(Collected data)

-- Opening Marker --

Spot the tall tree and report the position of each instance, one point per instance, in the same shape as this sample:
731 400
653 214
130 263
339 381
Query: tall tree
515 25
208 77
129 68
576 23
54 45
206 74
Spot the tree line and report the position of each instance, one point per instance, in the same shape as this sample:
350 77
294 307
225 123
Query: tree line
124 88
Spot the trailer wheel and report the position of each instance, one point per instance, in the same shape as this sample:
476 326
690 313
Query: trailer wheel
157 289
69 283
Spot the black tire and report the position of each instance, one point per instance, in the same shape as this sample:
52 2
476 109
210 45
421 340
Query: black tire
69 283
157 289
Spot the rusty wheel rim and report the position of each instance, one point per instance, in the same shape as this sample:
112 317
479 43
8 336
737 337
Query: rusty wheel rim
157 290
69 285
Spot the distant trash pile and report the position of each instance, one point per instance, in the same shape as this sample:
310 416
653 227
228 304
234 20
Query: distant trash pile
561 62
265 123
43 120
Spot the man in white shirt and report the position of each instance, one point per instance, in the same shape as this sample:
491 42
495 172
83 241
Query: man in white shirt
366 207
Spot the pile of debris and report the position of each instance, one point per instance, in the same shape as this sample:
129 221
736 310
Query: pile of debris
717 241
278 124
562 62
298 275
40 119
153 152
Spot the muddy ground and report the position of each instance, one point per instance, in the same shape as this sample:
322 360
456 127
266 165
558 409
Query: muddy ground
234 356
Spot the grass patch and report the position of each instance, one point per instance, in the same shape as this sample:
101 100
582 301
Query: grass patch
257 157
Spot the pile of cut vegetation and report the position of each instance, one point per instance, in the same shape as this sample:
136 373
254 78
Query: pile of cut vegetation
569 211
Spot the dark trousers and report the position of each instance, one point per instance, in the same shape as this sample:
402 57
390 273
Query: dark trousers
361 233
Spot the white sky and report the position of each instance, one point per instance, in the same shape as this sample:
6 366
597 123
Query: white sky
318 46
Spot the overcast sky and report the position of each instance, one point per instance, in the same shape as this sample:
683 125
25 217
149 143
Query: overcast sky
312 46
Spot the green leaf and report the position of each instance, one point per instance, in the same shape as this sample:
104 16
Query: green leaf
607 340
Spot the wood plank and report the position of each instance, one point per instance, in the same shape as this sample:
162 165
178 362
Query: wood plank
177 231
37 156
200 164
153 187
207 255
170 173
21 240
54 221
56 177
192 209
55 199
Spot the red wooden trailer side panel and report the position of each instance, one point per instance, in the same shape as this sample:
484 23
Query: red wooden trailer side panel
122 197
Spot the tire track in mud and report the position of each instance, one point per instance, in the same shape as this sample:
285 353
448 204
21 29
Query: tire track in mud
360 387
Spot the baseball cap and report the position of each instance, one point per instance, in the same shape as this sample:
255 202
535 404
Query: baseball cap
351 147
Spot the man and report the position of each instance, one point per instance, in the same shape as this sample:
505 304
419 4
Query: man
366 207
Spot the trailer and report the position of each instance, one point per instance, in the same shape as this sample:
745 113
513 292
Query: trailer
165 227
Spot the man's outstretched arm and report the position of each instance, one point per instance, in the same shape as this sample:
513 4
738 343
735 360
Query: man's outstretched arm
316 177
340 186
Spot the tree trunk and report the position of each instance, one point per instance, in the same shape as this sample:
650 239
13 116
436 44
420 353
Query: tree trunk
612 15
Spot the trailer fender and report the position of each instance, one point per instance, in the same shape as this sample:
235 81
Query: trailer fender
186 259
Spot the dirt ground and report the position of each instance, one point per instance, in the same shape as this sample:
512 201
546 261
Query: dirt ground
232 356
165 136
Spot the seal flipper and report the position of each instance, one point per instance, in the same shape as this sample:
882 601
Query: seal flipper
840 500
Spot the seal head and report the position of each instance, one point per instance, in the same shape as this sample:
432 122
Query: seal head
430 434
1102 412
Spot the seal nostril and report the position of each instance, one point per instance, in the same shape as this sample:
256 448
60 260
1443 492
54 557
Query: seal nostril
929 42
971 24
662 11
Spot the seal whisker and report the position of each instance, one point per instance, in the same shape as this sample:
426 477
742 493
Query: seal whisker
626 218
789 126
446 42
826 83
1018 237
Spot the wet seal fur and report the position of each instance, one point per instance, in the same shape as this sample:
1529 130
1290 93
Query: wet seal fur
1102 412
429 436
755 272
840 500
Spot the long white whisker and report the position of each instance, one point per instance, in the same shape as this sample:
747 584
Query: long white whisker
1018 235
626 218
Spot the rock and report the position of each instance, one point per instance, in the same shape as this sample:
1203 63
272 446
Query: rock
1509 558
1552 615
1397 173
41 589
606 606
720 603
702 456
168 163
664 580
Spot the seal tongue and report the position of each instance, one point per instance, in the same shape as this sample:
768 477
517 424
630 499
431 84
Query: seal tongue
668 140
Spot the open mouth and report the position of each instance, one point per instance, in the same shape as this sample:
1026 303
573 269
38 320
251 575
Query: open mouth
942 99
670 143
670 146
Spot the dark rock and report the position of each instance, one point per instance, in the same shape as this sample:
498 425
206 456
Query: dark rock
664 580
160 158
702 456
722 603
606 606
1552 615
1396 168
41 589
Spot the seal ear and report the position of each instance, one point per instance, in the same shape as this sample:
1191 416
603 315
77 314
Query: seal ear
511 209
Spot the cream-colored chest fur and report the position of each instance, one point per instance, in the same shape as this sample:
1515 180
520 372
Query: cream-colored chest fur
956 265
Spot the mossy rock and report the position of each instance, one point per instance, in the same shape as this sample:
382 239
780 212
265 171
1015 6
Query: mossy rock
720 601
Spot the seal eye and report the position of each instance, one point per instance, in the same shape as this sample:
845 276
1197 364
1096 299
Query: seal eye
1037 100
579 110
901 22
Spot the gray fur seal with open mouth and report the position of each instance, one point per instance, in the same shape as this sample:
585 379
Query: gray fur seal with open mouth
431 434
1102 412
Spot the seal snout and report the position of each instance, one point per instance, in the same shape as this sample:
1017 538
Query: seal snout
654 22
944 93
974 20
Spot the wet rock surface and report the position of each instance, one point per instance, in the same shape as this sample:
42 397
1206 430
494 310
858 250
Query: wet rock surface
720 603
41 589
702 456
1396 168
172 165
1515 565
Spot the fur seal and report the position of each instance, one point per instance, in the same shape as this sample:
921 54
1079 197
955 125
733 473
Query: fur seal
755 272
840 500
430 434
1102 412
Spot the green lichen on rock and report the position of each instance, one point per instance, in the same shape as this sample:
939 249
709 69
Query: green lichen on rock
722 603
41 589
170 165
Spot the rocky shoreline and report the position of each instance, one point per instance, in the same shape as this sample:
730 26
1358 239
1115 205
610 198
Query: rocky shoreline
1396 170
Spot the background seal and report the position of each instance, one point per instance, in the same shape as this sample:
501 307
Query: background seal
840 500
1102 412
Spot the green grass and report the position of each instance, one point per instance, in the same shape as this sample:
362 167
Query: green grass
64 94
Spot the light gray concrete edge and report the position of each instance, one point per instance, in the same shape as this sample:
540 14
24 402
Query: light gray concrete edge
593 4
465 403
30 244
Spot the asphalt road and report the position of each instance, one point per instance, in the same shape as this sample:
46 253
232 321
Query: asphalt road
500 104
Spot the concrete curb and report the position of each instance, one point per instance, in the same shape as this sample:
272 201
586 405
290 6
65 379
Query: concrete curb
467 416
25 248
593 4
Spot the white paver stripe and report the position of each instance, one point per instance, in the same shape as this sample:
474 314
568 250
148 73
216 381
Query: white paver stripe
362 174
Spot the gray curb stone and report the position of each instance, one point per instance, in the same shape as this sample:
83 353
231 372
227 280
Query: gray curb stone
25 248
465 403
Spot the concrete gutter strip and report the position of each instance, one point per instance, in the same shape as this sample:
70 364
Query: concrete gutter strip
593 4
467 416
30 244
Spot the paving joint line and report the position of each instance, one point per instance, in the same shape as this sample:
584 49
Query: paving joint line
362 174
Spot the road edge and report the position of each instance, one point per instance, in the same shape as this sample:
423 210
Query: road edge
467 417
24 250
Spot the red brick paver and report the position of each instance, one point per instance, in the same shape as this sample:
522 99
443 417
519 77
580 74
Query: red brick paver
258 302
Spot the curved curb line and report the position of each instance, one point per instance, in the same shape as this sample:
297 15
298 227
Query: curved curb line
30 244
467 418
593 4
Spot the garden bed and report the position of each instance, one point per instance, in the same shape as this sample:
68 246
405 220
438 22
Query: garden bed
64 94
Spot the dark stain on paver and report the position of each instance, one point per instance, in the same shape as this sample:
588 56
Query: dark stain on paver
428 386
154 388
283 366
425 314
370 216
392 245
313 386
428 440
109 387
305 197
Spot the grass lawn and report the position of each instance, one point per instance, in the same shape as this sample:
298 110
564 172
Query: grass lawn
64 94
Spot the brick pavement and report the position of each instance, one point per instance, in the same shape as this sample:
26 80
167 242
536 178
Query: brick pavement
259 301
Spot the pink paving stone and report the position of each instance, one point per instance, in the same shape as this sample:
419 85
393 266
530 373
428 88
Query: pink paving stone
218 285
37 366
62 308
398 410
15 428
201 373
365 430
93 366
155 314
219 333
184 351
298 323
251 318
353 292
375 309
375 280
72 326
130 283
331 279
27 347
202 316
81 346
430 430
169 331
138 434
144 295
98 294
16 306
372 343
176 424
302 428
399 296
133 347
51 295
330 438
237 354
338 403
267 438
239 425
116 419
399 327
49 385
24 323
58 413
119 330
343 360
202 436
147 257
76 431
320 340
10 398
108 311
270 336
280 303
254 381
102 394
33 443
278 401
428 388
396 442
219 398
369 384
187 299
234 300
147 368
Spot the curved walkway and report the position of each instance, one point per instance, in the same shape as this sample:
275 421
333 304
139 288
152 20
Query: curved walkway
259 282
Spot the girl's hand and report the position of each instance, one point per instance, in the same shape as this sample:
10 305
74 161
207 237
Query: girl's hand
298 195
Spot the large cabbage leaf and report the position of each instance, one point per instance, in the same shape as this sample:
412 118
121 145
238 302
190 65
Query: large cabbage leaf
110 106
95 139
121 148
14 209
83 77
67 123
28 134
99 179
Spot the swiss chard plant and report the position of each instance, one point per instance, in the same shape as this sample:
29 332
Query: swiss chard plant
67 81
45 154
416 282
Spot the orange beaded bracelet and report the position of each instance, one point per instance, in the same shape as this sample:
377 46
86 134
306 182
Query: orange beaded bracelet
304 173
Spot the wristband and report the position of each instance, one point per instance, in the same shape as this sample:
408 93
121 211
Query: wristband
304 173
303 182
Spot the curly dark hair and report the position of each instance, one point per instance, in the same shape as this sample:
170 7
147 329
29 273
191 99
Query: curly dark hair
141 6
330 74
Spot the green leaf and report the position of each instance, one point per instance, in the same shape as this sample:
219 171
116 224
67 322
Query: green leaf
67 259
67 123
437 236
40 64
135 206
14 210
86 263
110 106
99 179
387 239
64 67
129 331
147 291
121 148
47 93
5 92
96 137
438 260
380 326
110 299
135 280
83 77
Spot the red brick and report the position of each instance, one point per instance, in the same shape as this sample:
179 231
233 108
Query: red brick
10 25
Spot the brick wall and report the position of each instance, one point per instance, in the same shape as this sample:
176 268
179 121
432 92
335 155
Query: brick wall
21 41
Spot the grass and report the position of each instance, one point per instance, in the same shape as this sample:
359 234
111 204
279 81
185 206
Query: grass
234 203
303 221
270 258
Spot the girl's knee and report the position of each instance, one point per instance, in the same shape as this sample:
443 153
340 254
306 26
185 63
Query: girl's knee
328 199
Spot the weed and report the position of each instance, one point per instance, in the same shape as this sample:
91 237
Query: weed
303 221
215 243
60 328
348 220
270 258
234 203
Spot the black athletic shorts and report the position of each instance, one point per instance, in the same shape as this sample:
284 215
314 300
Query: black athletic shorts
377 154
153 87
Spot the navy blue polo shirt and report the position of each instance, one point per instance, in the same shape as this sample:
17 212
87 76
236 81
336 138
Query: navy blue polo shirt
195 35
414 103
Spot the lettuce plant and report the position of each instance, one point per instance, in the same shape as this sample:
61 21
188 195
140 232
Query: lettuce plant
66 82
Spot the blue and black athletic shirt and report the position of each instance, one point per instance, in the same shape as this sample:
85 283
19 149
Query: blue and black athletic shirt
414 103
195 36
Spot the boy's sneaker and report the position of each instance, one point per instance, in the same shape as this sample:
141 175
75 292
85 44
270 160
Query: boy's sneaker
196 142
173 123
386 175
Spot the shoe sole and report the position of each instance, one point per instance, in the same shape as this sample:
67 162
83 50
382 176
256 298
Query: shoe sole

-- Closing Marker --

# EXERCISE
Your answer should be the lines above, from the line containing "Spot the grass lawn" up to and including the line containing "Spot the orange", reproduced exactly and with nothing else.

# RESULT OF THIS EXERCISE
Spot the grass lawn and report the position of each instance, one point per instance, in the same shape as this sample:
298 110
564 172
Query: grass lawn
64 94
Spot the brick pavement and report the position of each instance, one point per instance, in the same shape as this sample:
26 80
167 242
536 178
Query: brick pavement
259 301
Spot the pink paving stone and report the position of each instance, one point per instance, in the same shape as this sample:
419 85
393 266
530 373
428 88
Query: pink paving stone
218 285
37 366
62 308
398 410
15 428
201 373
365 430
93 366
155 314
219 333
184 351
298 323
251 318
353 292
375 309
375 280
72 326
130 283
331 279
27 347
202 316
81 346
430 430
169 331
138 434
144 295
98 294
16 306
372 343
176 424
302 428
399 296
133 347
51 295
330 438
237 354
338 403
267 438
239 425
116 419
399 327
49 385
24 323
58 413
119 330
343 360
202 436
147 257
76 431
320 340
10 398
108 311
270 336
280 303
254 381
102 394
33 443
278 401
428 388
396 442
219 398
369 384
187 299
234 300
147 368
Spot the curved walkway and report the position of each instance, one point per instance, in the same shape as this sample:
275 421
333 304
139 288
152 20
Query: curved walkway
259 282
Spot the girl's hand and report the position of each instance, one point per instance, in the same shape as this sample:
10 305
74 161
207 237
Query: girl's hand
298 195
Spot the large cabbage leaf and report the position of each instance, one point per instance, in the same shape as this sample:
412 118
121 145
238 302
190 65
Query: large cabbage leaf
110 106
95 139
121 148
14 209
83 77
67 123
28 134
99 179
Spot the swiss chard plant and report the position of each instance, one point per instance, in the same shape as this sample:
29 332
Query: swiss chard plant
67 81
45 154
416 282
Spot the orange beaded bracelet and report the position of each instance, one point per instance, in the same shape as this sample:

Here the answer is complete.